課題 A: 引用文によると、CASEな車が普及する大きな利点は何ですか。
課題 B: 引用文の「平成生まれの医師が医療、時事、趣味などを綴ります。」から「生活はどんなものでしょうか。」までを、両端の語句も含めてそのまま書き写してください。
課題 C: 引用文で、どんどん強化されてきた車の機能として挙げられているものをすべて書き出してください。

引用文:
****************************************

平成生まれの医師のブログ

平成生まれの医師が医療、時事、趣味などを綴ります。

CASEで渋滞がなくなる

企業が技術を主導する

 最近の自動車業界の話題といえば、CASEでしょう。C=Connected, A=Autonomous, S=Shared, E=Electricの頭文字です。しかし、一般大衆が求めているというより、企業側が勝手に盛り上がっている印象を抱きます。企業側としては高価な車を売りたいという思惑があるはずです。衝突安全性、ハイブリッド、エコエンジン、自動ブレーキ、オートクルーズと車の機能がどんどん強化されて、値段もどんどん上昇しています。一方でこれらの装備がない簡素な車は減って、一般大衆は高い車を買わざるを得なくなっています。先進国では自動車販売台数は頭打ちなので、単価を上げる戦略なのでしょうね。

 

スマホを持ってプリウスのタクシーに乗る

 問題はユーザーが高いお金を払ったなりの納得が得られるかどうかです。CASEな車がある生活はどんなものでしょうか。

 これに近いものはすでに体験できます。スマホを持ってプリウスのタクシーに乗ればいいんです。

 

 スマホ=最も普及したconnectedな機器

 タクシー=他人が運転するので実質AutonomousかつShared

 プリウス=全世界で最も売れているElectricな車

 

 この体験にCASEな車が勝るのでしょうか? CASE普及のためには、今後、消費者も企業も社会も高いコストを払う必要があります。そこまでして実現する価値があるのでしょうか?

 

渋滞がなくなる魔法

 CASEな車が普及する大きな利点は、渋滞がなくなることだと思います。

 例えば、信号待ちに車が並んでいるとして、信号が青に変わると、現代の車では先頭の車から順番に発進することになります。信号が見えない位置にいるドライバーは前の車が発進してからでないと自分も発進できません。そして前車が発進してから自分が発進するまでにタイムラグが生じます。反射神経の問題です。スマホをいじってたりするともっと遅れます。このタイムラグが積み重なることで、長い信号待ちの列では後ろの車ほど発進に時間がかかり、取り残される車が生じます。

****************************************

データ項目:
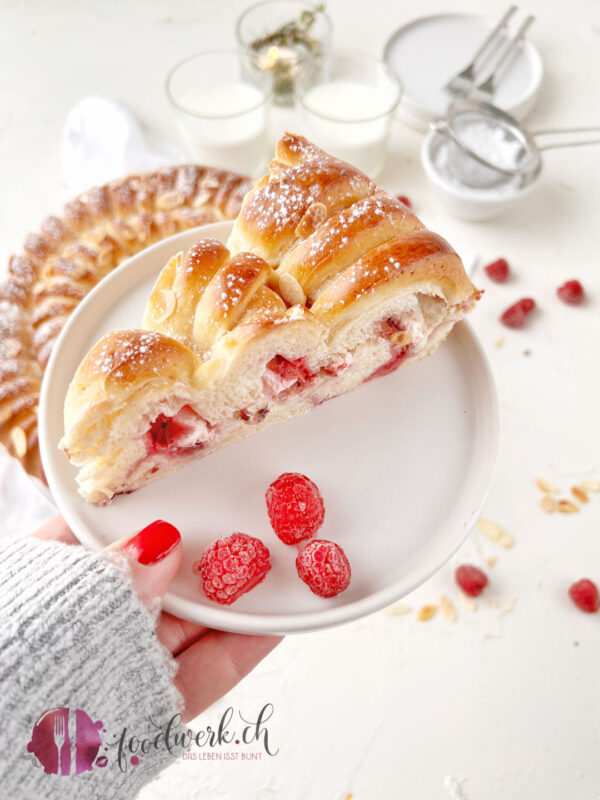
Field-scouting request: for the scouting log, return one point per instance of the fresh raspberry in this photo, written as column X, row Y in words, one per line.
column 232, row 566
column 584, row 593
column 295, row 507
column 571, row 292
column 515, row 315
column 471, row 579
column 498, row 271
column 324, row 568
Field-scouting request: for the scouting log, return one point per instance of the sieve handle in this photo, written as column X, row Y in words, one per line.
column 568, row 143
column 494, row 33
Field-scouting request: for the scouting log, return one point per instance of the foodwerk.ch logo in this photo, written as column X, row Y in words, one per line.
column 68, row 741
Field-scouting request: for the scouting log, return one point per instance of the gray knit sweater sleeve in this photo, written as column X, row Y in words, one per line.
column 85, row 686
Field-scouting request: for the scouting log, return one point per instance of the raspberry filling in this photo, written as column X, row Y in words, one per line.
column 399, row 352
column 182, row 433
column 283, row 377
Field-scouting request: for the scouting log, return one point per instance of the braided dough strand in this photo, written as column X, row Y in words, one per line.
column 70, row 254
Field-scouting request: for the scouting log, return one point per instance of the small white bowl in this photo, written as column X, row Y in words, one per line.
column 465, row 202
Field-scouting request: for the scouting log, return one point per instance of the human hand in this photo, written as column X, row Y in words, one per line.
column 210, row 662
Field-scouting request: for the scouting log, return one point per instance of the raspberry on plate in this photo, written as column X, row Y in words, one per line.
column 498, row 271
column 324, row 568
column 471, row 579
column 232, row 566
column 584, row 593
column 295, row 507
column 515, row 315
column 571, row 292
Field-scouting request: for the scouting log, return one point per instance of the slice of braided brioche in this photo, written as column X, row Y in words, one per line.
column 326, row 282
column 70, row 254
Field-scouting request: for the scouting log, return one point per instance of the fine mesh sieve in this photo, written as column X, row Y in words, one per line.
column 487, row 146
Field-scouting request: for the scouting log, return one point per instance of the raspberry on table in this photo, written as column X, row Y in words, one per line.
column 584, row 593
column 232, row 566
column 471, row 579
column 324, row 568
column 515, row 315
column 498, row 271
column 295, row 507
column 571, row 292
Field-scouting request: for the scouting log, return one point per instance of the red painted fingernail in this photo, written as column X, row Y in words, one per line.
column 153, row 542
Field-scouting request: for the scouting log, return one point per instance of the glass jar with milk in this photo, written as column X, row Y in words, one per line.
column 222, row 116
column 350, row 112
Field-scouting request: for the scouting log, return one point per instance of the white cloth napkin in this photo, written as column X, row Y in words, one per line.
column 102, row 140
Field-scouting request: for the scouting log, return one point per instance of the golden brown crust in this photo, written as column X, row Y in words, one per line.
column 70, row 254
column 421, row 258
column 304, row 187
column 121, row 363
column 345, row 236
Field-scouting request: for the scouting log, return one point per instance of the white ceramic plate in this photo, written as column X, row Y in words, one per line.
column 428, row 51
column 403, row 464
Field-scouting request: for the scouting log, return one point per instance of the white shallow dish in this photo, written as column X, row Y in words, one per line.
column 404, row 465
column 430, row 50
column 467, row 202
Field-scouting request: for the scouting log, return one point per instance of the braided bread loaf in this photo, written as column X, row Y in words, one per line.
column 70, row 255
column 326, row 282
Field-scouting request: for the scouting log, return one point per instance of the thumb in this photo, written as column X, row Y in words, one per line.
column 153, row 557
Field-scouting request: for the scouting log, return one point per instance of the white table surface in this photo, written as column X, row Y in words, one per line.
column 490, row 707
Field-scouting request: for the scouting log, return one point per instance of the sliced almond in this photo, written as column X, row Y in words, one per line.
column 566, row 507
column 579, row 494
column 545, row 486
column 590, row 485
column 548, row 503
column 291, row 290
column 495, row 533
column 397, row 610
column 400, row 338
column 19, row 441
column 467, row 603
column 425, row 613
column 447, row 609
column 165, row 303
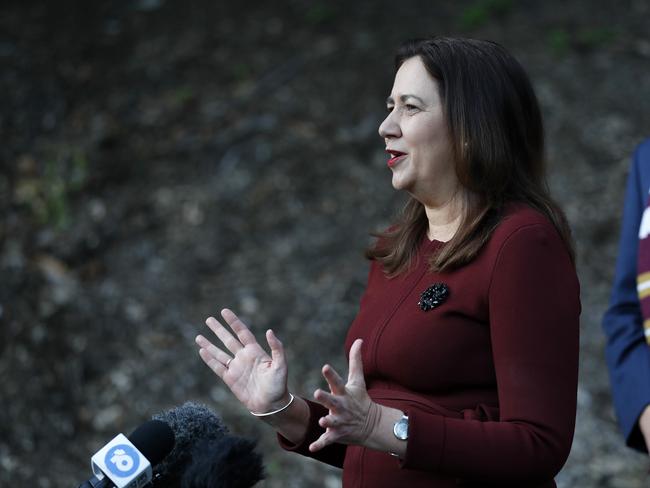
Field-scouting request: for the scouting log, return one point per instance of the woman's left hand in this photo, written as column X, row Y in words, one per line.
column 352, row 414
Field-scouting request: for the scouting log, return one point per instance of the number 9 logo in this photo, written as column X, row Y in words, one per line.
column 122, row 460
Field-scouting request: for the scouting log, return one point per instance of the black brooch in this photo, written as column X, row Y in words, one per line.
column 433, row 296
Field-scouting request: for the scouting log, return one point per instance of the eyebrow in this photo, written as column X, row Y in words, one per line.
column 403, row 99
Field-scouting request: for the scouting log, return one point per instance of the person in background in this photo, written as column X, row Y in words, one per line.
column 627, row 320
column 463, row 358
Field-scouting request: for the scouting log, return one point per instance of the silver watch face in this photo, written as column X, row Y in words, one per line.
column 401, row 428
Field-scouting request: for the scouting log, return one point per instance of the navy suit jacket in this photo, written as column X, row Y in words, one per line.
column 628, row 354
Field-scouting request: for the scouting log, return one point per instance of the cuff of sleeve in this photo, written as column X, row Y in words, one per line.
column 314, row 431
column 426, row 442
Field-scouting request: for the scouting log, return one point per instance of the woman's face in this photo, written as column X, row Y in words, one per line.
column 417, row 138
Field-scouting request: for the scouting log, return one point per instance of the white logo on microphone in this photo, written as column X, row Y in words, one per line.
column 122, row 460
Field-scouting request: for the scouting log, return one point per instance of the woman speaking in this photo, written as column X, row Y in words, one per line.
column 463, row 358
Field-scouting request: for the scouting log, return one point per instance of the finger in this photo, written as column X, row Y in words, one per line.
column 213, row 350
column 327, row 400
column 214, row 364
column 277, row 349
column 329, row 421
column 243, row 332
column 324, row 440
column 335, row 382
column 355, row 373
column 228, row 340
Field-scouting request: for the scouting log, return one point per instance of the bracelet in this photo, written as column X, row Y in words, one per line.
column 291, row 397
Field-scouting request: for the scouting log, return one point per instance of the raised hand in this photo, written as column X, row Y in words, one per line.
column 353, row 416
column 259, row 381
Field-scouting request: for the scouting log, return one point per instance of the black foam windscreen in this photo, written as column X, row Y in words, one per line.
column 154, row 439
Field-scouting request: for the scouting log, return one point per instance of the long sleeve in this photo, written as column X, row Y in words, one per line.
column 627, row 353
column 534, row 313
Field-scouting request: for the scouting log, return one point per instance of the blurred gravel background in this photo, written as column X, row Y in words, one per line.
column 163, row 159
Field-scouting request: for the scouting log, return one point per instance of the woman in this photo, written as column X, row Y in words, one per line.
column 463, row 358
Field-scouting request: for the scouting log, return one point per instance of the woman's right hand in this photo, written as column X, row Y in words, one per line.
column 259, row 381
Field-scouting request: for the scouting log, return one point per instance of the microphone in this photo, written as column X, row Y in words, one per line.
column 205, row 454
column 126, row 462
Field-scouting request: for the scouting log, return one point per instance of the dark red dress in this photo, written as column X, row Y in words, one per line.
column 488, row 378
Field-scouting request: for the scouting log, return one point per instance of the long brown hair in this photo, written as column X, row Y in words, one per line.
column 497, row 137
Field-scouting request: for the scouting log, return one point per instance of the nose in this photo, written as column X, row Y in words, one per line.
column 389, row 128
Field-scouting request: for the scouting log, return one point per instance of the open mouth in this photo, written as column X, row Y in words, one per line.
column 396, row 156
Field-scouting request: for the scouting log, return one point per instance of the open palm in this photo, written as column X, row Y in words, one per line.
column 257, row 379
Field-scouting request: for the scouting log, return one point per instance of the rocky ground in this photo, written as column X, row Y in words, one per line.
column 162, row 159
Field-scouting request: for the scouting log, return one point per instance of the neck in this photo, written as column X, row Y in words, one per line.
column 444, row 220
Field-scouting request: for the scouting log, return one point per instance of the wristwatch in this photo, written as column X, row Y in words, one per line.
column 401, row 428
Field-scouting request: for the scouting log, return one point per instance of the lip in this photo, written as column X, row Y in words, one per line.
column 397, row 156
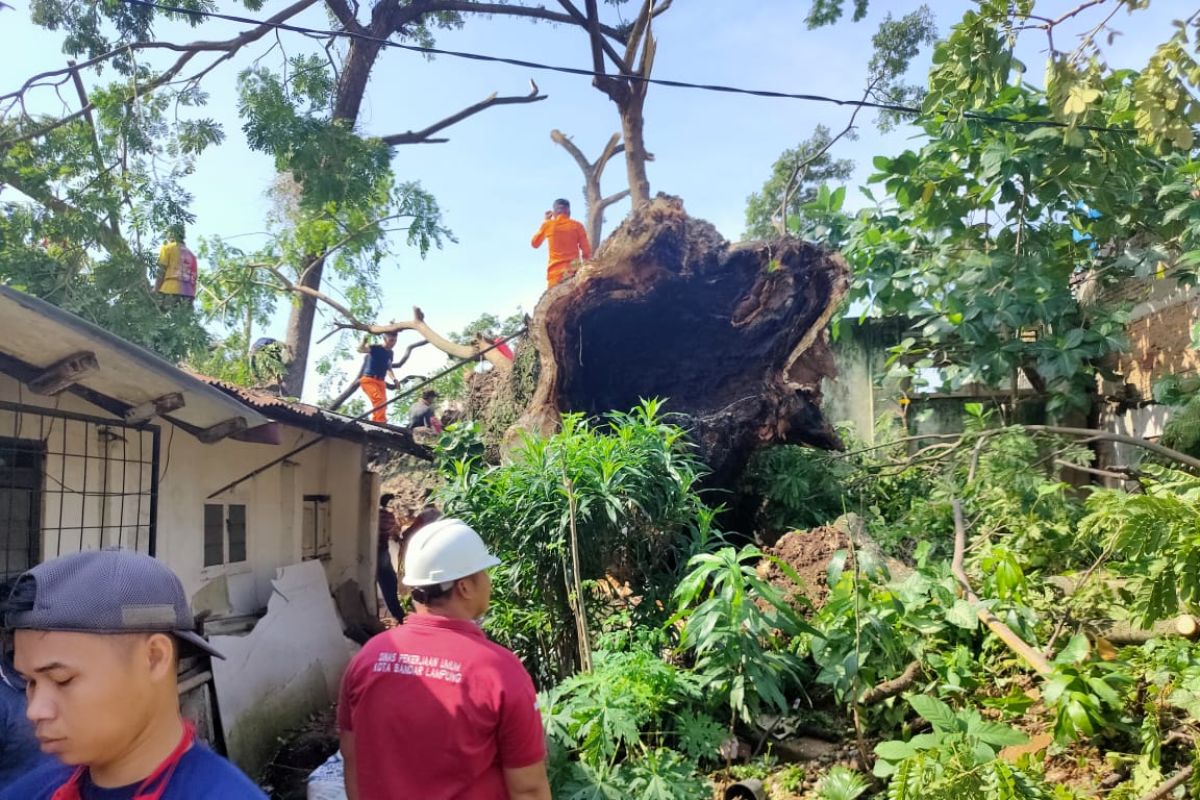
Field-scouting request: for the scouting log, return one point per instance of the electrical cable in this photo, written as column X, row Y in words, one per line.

****************************************

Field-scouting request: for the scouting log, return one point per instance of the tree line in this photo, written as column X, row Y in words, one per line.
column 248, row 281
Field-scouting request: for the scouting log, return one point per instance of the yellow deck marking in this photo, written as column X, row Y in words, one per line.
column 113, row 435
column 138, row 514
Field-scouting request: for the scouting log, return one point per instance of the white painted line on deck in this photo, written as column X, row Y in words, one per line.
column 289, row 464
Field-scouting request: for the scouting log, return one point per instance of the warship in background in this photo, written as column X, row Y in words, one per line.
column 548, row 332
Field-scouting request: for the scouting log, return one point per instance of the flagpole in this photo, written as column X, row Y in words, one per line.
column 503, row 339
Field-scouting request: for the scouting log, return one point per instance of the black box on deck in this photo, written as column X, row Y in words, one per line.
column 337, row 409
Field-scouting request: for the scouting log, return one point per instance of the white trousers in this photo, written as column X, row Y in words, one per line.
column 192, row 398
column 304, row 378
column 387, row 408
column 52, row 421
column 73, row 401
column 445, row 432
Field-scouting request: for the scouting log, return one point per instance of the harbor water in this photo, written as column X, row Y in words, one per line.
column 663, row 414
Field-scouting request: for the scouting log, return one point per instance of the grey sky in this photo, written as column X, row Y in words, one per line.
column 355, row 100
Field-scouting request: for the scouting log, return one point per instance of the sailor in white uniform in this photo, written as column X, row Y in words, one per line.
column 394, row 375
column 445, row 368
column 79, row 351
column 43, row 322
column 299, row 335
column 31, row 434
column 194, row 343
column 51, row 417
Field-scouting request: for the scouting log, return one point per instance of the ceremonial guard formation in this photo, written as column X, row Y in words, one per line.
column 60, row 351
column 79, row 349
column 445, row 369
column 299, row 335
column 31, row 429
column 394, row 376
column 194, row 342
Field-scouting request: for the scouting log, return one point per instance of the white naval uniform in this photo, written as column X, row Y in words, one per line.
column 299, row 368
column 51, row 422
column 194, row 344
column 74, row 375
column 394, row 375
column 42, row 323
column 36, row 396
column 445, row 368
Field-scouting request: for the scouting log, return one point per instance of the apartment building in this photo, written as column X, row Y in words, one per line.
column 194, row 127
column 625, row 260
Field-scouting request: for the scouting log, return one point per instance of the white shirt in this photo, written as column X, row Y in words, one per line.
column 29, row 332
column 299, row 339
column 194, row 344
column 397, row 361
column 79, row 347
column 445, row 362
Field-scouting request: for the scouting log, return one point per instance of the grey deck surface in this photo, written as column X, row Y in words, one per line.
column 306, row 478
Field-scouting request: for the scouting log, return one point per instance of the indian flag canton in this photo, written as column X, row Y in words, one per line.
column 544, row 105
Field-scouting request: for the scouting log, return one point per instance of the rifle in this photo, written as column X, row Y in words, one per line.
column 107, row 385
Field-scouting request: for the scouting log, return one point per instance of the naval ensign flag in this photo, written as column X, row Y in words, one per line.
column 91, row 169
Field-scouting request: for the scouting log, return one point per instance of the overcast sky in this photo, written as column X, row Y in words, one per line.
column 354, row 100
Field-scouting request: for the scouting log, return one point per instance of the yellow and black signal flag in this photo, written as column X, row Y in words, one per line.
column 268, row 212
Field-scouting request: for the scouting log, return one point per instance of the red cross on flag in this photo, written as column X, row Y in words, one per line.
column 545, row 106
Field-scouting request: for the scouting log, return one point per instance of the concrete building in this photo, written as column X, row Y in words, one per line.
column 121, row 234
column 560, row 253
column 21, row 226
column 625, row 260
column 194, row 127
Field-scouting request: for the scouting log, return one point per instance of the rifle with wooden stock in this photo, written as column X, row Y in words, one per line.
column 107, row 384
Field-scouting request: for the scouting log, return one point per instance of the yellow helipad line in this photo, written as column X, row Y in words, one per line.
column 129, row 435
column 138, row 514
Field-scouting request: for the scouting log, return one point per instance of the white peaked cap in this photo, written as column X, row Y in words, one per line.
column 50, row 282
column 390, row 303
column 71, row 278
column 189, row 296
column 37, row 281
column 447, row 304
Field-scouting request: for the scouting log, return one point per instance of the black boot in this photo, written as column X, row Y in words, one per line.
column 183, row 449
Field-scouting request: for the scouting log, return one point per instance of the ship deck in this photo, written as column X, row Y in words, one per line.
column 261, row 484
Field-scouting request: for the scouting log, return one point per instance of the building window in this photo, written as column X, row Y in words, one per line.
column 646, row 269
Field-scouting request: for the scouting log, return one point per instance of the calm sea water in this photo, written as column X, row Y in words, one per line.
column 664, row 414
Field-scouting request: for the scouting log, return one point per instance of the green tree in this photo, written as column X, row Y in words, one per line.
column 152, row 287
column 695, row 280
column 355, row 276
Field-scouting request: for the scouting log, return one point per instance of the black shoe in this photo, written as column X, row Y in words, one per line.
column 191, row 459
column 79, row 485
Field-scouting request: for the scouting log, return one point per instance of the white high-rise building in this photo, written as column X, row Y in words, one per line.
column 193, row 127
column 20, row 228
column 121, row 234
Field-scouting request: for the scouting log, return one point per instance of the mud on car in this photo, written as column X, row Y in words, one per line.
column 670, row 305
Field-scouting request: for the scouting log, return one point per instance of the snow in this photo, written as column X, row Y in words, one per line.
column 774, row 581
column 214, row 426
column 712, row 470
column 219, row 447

****************************************

解答 A: 渋滞がなくなることです。

解答 B:
平成生まれの医師が医療、時事、趣味などを綴ります。

CASEで渋滞がなくなる

企業が技術を主導する

 最近の自動車業界の話題といえば、CASEでしょう。C=Connected, A=Autonomous, S=Shared, E=Electricの頭文字です。しかし、一般大衆が求めているというより、企業側が勝手に盛り上がっている印象を抱きます。企業側としては高価な車を売りたいという思惑があるはずです。衝突安全性、ハイブリッド、エコエンジン、自動ブレーキ、オートクルーズと車の機能がどんどん強化されて、値段もどんどん上昇しています。一方でこれらの装備がない簡素な車は減って、一般大衆は高い車を買わざるを得なくなっています。先進国では自動車販売台数は頭打ちなので、単価を上げる戦略なのでしょうね。

 

スマホを持ってプリウスのタクシーに乗る

 問題はユーザーが高いお金を払ったなりの納得が得られるかどうかです。CASEな車がある生活はどんなものでしょうか。

解答 C: 衝突安全性、ハイブリッド、エコエンジン、自動ブレーキ、オートクルーズ